- **WHAT YOU NEED TO DO**
Below is a passage recalling the CT-100 color television. List every person named in it.

[Start EXCERPTED PASSAGE]

When I was still in high school, about 1966, I sold my CT-100 in a newspaper want ad for next to nothing to make room for a honky-tonk piano I bought at an auction. I don't remember who bought the TV. Of course I regret it mightily.
Do you suppose there are any more of them sitting around in warehouses? I hear there were 5000 manufactured, but far fewer sold. My career took my down the humanities path rather than the engineering path, but I still maintain my boyhood enthusiasm for all things technological.
I heard a tale from an antique dealer in rural Oklahoma of a CT-100 junked in a field under a tree. I hope it is not mine.
Scott Marshall found this 30-year-old Tidbit
in the pages of Radio-Electronics...
Then, check out some nostalgic rambling on my part...
In June 1974, Larry Steckler had the printer's proof of his July 1974 issue of R-E plopped on his desk. It was on an upper floor of the building at 222 Park Avenue South in Manhattan. It had this 3-month-old article on the 20th anniversary of Color Television. Now, a newstand magazine back then was put on the rack dated a month early to extend its shelf life, which means Steckler, Bob Scott, et al., sent the mechanicals to the printer about three months before in March... which is when, a week or two earlier, he would have received a press release from the RCA publicity department in the RCA building at 30 Rock on which the article was based.
Just across the street from R-E's offices, I was managing/technical editor of a group of vertical technical consumer magazines at 229 Park Avenue South.
I don't remember seeing the RCA press release from then, for I'm certain something would have appeared in our flagship magazine "Elementary Electronics." I lived in Oakhurst, NJ then where my CT-100 sat in a back room -- the same room where in 1975 I shot the pictures of my 2-in. home built TV.
Today of course that same CT-100 enjoys a privileged location in the living room.

[End EXCERPTED PASSAGE]
[Start ENTRIES SUPPLIED]

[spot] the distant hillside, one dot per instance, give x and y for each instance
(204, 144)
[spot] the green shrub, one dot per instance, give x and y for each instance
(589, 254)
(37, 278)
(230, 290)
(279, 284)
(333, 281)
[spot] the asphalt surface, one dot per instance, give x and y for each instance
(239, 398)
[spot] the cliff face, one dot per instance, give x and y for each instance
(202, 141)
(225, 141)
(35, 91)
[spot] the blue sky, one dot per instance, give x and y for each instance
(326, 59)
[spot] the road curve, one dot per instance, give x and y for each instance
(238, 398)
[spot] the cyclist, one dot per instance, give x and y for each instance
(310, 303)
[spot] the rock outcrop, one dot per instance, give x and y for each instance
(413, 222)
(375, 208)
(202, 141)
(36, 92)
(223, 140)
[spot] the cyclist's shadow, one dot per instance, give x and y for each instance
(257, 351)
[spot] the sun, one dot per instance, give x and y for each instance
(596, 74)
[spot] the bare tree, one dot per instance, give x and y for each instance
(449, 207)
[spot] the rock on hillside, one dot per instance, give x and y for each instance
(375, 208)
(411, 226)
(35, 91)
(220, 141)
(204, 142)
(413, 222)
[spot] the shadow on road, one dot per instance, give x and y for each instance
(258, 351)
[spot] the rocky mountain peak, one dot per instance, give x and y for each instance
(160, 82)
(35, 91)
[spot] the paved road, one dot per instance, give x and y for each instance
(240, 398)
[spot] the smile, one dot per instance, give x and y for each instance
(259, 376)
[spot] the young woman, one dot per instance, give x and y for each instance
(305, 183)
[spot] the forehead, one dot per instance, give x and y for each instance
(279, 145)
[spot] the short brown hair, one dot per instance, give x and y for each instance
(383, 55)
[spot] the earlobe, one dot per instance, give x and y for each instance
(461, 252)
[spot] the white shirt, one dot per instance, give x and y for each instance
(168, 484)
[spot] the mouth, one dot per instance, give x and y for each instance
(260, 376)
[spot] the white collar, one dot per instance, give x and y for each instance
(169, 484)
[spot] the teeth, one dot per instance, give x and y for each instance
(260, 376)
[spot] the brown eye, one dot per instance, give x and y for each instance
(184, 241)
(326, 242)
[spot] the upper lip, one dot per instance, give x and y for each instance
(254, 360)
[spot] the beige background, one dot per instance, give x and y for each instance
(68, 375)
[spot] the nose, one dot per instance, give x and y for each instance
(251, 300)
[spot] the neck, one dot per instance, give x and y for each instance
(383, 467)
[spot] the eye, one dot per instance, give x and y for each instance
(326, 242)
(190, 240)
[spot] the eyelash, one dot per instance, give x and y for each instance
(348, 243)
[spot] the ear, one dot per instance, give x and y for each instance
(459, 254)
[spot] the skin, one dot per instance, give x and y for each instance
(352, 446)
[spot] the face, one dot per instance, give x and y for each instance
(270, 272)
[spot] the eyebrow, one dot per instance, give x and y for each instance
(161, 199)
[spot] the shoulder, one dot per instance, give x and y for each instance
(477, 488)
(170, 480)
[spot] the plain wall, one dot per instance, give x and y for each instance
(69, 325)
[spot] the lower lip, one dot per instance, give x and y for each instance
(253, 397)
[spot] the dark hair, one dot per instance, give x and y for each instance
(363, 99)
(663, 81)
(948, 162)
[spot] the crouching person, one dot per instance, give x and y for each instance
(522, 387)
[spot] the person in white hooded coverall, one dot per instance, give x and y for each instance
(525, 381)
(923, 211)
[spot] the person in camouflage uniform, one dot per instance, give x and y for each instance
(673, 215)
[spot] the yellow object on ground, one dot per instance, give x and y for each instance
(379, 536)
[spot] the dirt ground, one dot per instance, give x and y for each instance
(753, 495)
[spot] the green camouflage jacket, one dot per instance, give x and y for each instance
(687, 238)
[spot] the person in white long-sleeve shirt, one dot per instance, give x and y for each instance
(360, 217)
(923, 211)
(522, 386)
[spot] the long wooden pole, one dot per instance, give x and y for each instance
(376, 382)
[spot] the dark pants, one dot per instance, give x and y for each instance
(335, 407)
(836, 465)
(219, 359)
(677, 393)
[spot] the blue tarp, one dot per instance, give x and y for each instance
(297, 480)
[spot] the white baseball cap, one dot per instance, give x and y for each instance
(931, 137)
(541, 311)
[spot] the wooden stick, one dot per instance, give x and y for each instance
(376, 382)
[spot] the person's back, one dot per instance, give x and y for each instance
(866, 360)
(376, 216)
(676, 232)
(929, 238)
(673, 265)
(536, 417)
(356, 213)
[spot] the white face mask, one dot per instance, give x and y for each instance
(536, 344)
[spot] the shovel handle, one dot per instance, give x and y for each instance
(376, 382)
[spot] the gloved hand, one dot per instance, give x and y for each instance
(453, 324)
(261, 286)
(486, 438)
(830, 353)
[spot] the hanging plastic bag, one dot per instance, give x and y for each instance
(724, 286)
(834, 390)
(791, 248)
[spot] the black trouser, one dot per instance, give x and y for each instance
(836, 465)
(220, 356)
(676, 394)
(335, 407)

[End ENTRIES SUPPLIED]

- **SOLUTION TO THIS TASK**
Scott Marshall, Larry Steckler, Bob Scott